■ **EXERCISE REQUIREMENTS**
Leave out every picture, then transcribe the rest of the listing exactly.
Content starts
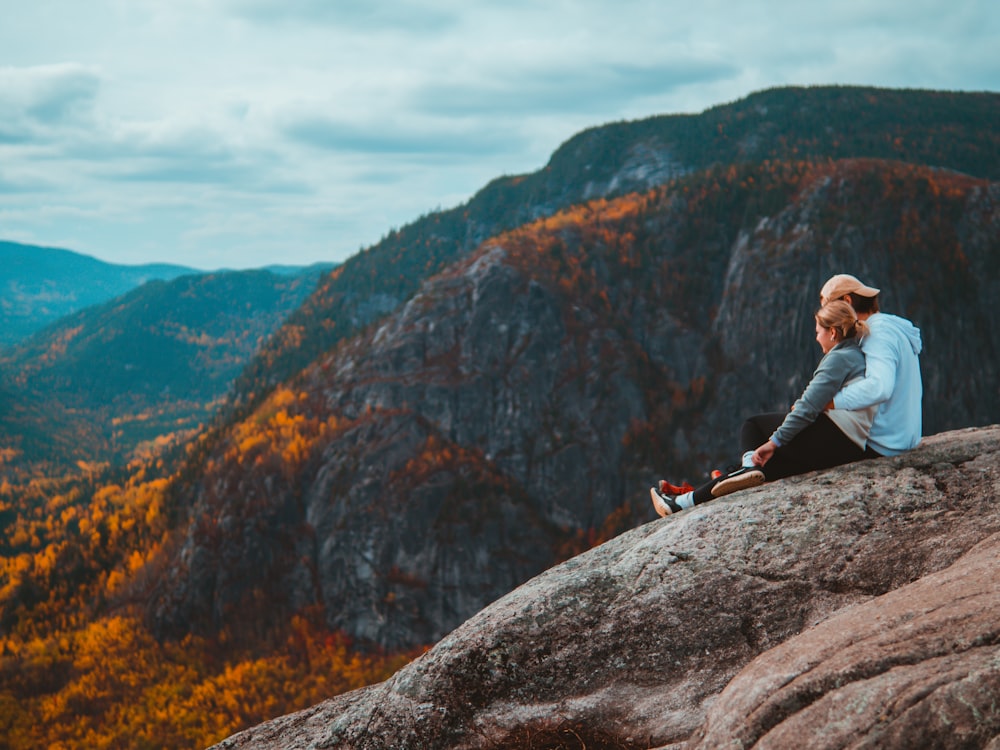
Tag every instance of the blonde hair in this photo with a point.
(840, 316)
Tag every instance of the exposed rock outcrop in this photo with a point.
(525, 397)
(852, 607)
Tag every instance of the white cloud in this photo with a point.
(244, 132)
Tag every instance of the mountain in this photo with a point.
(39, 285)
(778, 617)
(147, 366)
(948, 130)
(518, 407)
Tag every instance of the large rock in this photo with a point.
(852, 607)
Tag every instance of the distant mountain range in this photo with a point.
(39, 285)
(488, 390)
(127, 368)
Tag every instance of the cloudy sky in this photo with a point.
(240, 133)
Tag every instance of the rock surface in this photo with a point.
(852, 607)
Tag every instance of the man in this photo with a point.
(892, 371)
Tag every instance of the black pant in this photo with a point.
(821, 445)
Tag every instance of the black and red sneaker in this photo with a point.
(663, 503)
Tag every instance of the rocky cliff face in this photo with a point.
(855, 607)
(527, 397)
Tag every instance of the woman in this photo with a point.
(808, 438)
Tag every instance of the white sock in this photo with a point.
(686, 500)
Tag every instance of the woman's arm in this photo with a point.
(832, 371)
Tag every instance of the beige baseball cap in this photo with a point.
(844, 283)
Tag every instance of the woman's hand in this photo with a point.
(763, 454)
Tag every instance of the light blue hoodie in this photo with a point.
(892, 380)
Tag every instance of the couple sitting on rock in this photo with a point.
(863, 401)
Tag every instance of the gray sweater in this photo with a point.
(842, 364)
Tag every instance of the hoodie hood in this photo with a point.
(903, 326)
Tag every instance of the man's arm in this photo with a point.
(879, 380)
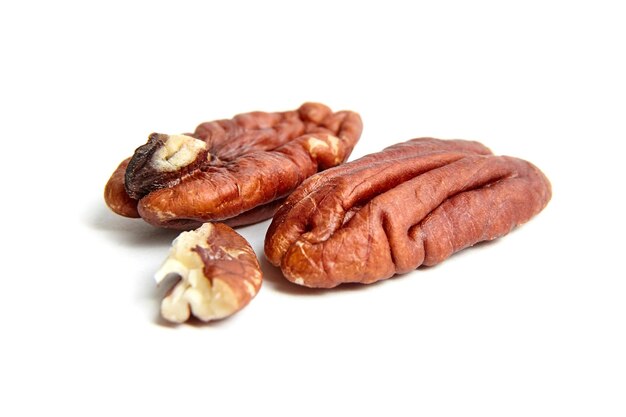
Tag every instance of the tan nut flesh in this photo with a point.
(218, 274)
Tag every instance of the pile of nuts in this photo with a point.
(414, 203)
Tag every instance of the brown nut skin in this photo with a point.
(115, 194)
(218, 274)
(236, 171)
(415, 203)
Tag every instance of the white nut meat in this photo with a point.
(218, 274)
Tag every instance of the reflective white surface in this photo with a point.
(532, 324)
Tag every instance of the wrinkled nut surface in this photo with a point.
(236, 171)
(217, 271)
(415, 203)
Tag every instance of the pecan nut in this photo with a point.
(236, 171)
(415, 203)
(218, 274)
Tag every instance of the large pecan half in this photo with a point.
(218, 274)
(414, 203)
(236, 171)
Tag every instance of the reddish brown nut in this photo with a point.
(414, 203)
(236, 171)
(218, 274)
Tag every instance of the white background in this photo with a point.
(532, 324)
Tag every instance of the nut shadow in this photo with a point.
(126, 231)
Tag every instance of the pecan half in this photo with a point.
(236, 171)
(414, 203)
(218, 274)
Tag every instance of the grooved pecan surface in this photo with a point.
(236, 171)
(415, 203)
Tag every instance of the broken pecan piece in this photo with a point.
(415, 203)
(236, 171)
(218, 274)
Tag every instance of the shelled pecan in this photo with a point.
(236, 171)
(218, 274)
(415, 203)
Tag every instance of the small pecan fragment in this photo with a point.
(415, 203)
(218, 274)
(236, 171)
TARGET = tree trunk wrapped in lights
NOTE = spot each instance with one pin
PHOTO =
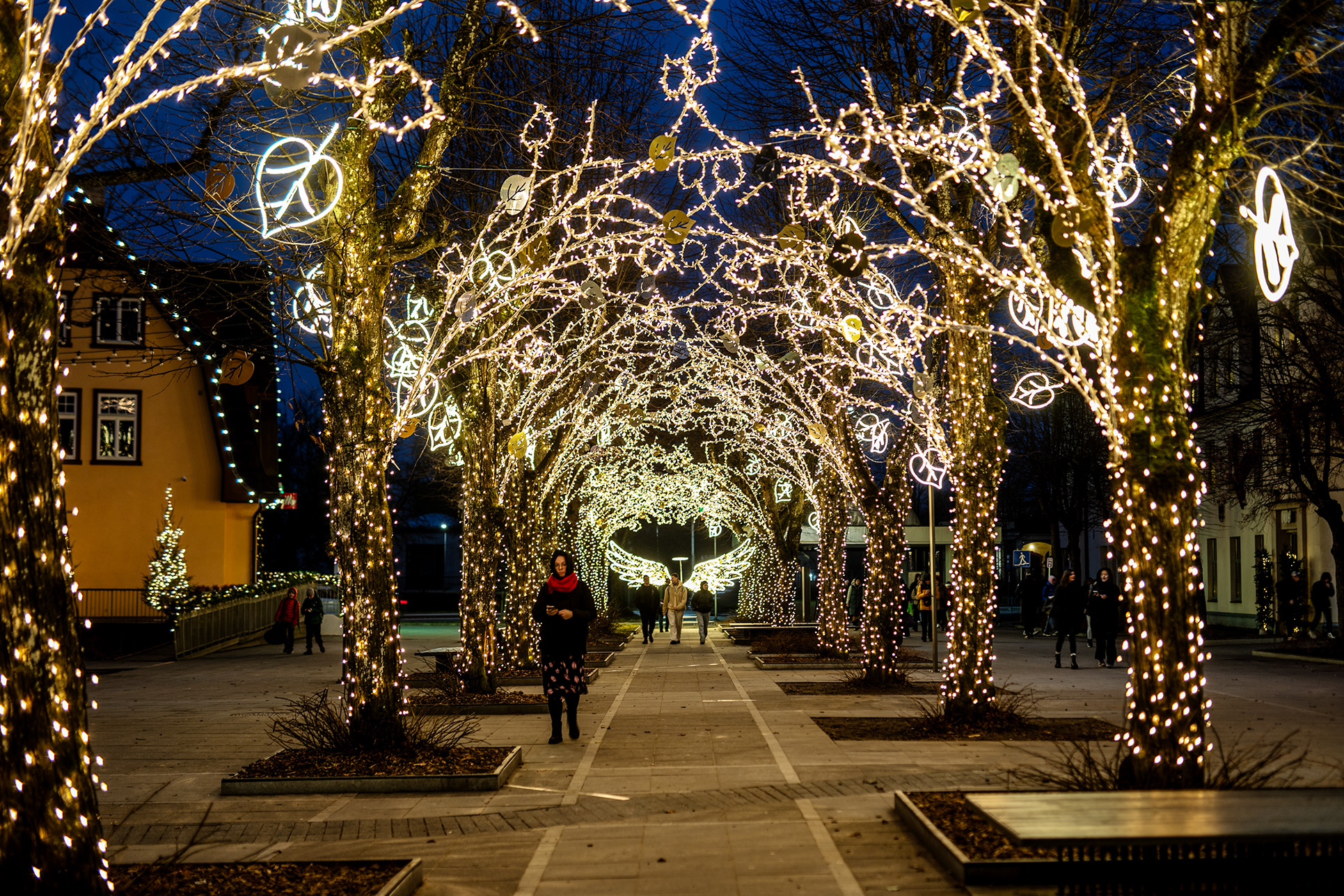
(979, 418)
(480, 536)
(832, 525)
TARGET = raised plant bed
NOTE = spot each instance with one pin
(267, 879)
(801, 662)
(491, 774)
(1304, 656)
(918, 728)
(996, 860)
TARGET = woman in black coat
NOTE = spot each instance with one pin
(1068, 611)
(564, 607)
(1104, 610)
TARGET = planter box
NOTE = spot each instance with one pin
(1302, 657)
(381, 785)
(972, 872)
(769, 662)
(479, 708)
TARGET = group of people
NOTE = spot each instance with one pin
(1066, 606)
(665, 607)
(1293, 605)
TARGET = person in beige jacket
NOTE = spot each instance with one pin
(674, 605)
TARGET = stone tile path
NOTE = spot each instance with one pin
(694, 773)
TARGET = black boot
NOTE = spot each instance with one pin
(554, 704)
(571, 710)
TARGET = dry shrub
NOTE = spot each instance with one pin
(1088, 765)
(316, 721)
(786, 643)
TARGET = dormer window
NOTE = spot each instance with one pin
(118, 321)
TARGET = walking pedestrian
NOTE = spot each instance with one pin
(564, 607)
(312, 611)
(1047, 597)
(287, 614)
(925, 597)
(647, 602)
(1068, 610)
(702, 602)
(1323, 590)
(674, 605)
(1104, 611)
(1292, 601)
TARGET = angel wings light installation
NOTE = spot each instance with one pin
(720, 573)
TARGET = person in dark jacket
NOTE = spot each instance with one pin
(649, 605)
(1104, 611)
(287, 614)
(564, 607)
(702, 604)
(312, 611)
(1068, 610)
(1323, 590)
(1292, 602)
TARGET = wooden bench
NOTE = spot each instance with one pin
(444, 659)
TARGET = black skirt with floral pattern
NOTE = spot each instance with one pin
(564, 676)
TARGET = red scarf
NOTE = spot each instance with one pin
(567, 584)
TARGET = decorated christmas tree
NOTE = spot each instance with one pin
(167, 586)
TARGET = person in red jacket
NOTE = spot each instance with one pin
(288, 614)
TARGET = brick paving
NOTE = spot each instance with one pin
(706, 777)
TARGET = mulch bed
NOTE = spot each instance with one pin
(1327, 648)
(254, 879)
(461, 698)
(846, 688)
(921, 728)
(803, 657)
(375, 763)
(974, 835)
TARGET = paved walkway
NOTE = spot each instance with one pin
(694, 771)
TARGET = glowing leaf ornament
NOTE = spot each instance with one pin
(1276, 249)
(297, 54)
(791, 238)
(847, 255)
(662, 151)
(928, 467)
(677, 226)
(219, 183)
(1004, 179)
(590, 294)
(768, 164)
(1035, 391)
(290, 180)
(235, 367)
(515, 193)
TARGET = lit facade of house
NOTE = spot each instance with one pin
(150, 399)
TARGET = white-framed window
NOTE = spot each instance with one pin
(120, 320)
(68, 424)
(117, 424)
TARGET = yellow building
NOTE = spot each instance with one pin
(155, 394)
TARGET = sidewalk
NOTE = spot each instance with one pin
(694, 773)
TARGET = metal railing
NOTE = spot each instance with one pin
Content ends
■ **WRITTEN SOLUTION**
Tag every instance of the blonde hair in this photo with a point.
(840, 316)
Tag every instance of the exposed rock outcrop in this photo with a point.
(525, 397)
(852, 607)
Tag every instance of the white cloud in this photo with a point.
(244, 132)
Tag every instance of the mountain in this photo with a point.
(39, 285)
(778, 617)
(147, 366)
(948, 130)
(518, 407)
Tag every instance of the large rock in this photo with a point.
(852, 607)
Tag every instance of the distant mountain range in this photo with a point.
(39, 285)
(488, 390)
(127, 368)
Tag every instance of the cloudy sky in this photo with a point.
(240, 133)
Tag every instance of the rock surface in this photo with a point.
(852, 607)
Tag every instance of the man in this photo with a point.
(892, 371)
Tag every instance of the black pant in this photo with a point.
(821, 445)
Tag every instance of the black and red sneaker in this photo with a point.
(663, 503)
Tag every instance of the rocky cliff face in this photo with a point.
(855, 607)
(527, 397)
Tag every instance of the woman in this photo with a point.
(808, 438)
Tag every instance of the white sock in this photo with a point.
(686, 500)
Tag every instance of the woman's arm in this photo with a point.
(832, 371)
Tag every instance of the beige baseball cap in this photo with a point.
(844, 283)
Tag every instance of the woman's hand in this photo with a point.
(763, 454)
Tag every instance of the light blue hoodie in this photo with a point.
(892, 380)
Tag every instance of the couple sitting on rock in this photo with a point.
(863, 401)
Tag every instance of the gray sweater in this photo with a point.
(842, 364)
Tag every instance of the hoodie hood in this photo with a point.
(903, 326)
Tag every instance of the man's arm in this photo with a point.
(879, 380)
Tag every instance of the tan nut flesh in this photo with a point.
(218, 274)
Tag every instance of the pile of nuts in this photo with a point.
(414, 203)
Tag every instance of the brown nut skin in this photo with a point.
(115, 194)
(218, 274)
(236, 171)
(415, 203)
Tag every instance of the white nut meat in this photo with a point.
(218, 274)
Tag every instance of the reflective white surface in this photo with a point.
(532, 324)
Tag every instance of the wrinkled nut surface in this photo with a point.
(236, 171)
(217, 271)
(415, 203)
Tag every instance of the pecan nut in this photo with a point.
(236, 171)
(415, 203)
(218, 274)
Tag every instance of the large pecan half in this photo with a point.
(218, 274)
(414, 203)
(236, 171)
Tag every instance of the reddish brown nut in this photo with a point.
(414, 203)
(236, 171)
(218, 274)
Tag every instance of the white background in this photo with a point.
(532, 324)
Tag every instance of the nut shadow in this photo with a point.
(126, 231)
Tag every instance of the pecan half in this photo with a point.
(236, 171)
(414, 203)
(218, 274)
Tag every instance of the grooved pecan surface in this photo with a point.
(236, 171)
(415, 203)
Tag every instance of the broken pecan piece in this photo with a point.
(415, 203)
(236, 171)
(218, 274)
Tag every instance of the shelled pecan in this photo with a point.
(236, 171)
(218, 274)
(415, 203)
Tag every instance of the small pecan fragment in this photo with a point.
(415, 203)
(218, 274)
(236, 171)
TARGET = tree trunk wrapped in lights
NOTE = spot each instance with one pin
PHOTO =
(979, 418)
(480, 536)
(832, 525)
TARGET = raised plant bed
NOTE = spot each instance with one pin
(267, 879)
(801, 662)
(491, 774)
(1304, 656)
(918, 728)
(996, 860)
TARGET = woman in black coat
NOTE = spot each instance with one pin
(1068, 611)
(564, 607)
(1104, 610)
TARGET = planter box
NOTE = spot each instance with one pin
(1302, 657)
(381, 785)
(972, 872)
(769, 662)
(479, 708)
TARGET = group of people
NOTE = spot each instance with one pin
(1066, 606)
(665, 607)
(1293, 605)
TARGET = person in beige jacket
NOTE = spot each instance with one pin
(674, 605)
TARGET = stone tile path
NOTE = spot each instance with one pin
(694, 773)
TARGET = black boot
NOTE = spot each instance with one pin
(554, 704)
(571, 710)
TARGET = dry shrub
NOTE = spot each instance with one pin
(1088, 765)
(316, 721)
(786, 643)
TARGET = dormer window
NOTE = spot each instance with one pin
(118, 321)
TARGET = walking pedestrian
NOTE = spot each instance with one pin
(564, 607)
(312, 611)
(1047, 597)
(287, 614)
(925, 597)
(647, 602)
(1068, 610)
(702, 602)
(1323, 590)
(674, 605)
(1104, 611)
(1292, 601)
TARGET = angel wings light installation
NOTE = spot each instance with one pin
(720, 573)
TARGET = person in dark jacket
NOTE = spot each instance with one pin
(649, 605)
(1104, 611)
(287, 614)
(564, 607)
(702, 604)
(312, 611)
(1068, 610)
(1323, 590)
(1292, 602)
TARGET = wooden bench
NOTE = spot each instance with one pin
(444, 659)
TARGET = black skirt with floral pattern
NOTE = spot each instance with one pin
(564, 676)
TARGET = red scarf
NOTE = spot each instance with one pin
(567, 584)
TARGET = decorated christmas tree
NOTE = spot each instance with one pin
(167, 586)
TARGET = person in red jacket
NOTE = spot each instance with one pin
(288, 614)
TARGET = brick paving
NOTE = spot each instance with one pin
(706, 777)
TARGET = mulch bed
NOTE = spot each instance with one pin
(1327, 648)
(254, 879)
(461, 698)
(846, 688)
(921, 728)
(803, 657)
(375, 763)
(974, 835)
TARGET = paved walkway
NOTE = spot each instance with one pin
(694, 771)
TARGET = glowing leaf ornament
NOTE = spot each instance with one pin
(1276, 249)
(297, 54)
(791, 238)
(847, 255)
(662, 151)
(928, 467)
(677, 226)
(219, 183)
(1004, 179)
(590, 294)
(768, 164)
(1035, 391)
(290, 180)
(235, 367)
(515, 193)
TARGET = lit facade of house
NOTE = spot each instance with one pin
(150, 399)
TARGET = white-framed window
NOTE = spot each instance with one pin
(120, 320)
(68, 424)
(117, 424)
TARGET = yellow building
NOTE = spot each instance with one pin
(155, 394)
TARGET = sidewalk
NOTE = spot each instance with one pin
(694, 773)
TARGET = metal railing
NOTE = spot each instance with one pin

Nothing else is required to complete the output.